◆ **ЗАДАНИЕ A**:
Что, согласно отрывку, приходит, когда поступаешь по совести?
◆ **ЗАДАНИЕ B**:
Пожалуйста, перепечатайте из отрывка всё от слов «Было недоумение на» вплоть до слов «совести, приходит облегчение.».

◆ **ОТРЫВОК ТЕКСТА**:
----------------------------------------
Было недоумение на фоне приблизительной информации, «психодромных» слухов и невнятных шумов из Мюнхена или по «Голосу Америки», но страха не было. Простое возмущение на уровне эмоций, когда хватаешь первого попавшегося, ему говоришь, он тебе говорит — словно гасишь в себе что-то. Университет — рассадник информации, он ее формулировал, изыскивал откуда-то, он ее распространял, это такая естественная кухня была, но в этой кухне не было кока — организующего начала. Брожение умов, не более. Вопроса «идти-не идти» не было. Но это уже касается лично меня, точнее, моего характера: я всегда делаю то, перед чем испытываю страх, иначе потом по ночам буду стонать в бессильной ярости на свою трусость. Было ощущение освобождения, я как бы оправдывался перед кем-то за то, что я на свободе, или за то, что бездельничал. Когда поступаешь по совести, приходит облегчение.
----------------------------------------
◆ **ПРЕДСТАВЛЕННЫЕ ДАННЫЕ**:
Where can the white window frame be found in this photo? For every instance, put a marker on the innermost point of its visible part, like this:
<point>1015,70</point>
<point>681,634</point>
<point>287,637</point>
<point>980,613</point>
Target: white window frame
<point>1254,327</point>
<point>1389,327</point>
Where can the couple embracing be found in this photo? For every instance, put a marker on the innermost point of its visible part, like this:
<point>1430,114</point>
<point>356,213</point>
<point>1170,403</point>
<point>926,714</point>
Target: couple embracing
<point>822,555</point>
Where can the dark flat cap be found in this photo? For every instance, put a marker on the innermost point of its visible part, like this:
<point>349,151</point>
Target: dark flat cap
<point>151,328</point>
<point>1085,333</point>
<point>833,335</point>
----------------------------------------
◆ **ПРАВИЛЬНЫЙ ОТВЕТ A**:
Облегчение.

◆ **ПРАВИЛЬНЫЙ ОТВЕТ B**:
Было недоумение на фоне приблизительной информации, «психодромных» слухов и невнятных шумов из Мюнхена или по «Голосу Америки», но страха не было. Простое возмущение на уровне эмоций, когда хватаешь первого попавшегося, ему говоришь, он тебе говорит — словно гасишь в себе что-то. Университет — рассадник информации, он ее формулировал, изыскивал откуда-то, он ее распространял, это такая естественная кухня была, но в этой кухне не было кока — организующего начала. Брожение умов, не более. Вопроса «идти-не идти» не было. Но это уже касается лично меня, точнее, моего характера: я всегда делаю то, перед чем испытываю страх, иначе потом по ночам буду стонать в бессильной ярости на свою трусость. Было ощущение освобождения, я как бы оправдывался перед кем-то за то, что я на свободе, или за то, что бездельничал. Когда поступаешь по совести, приходит облегчение.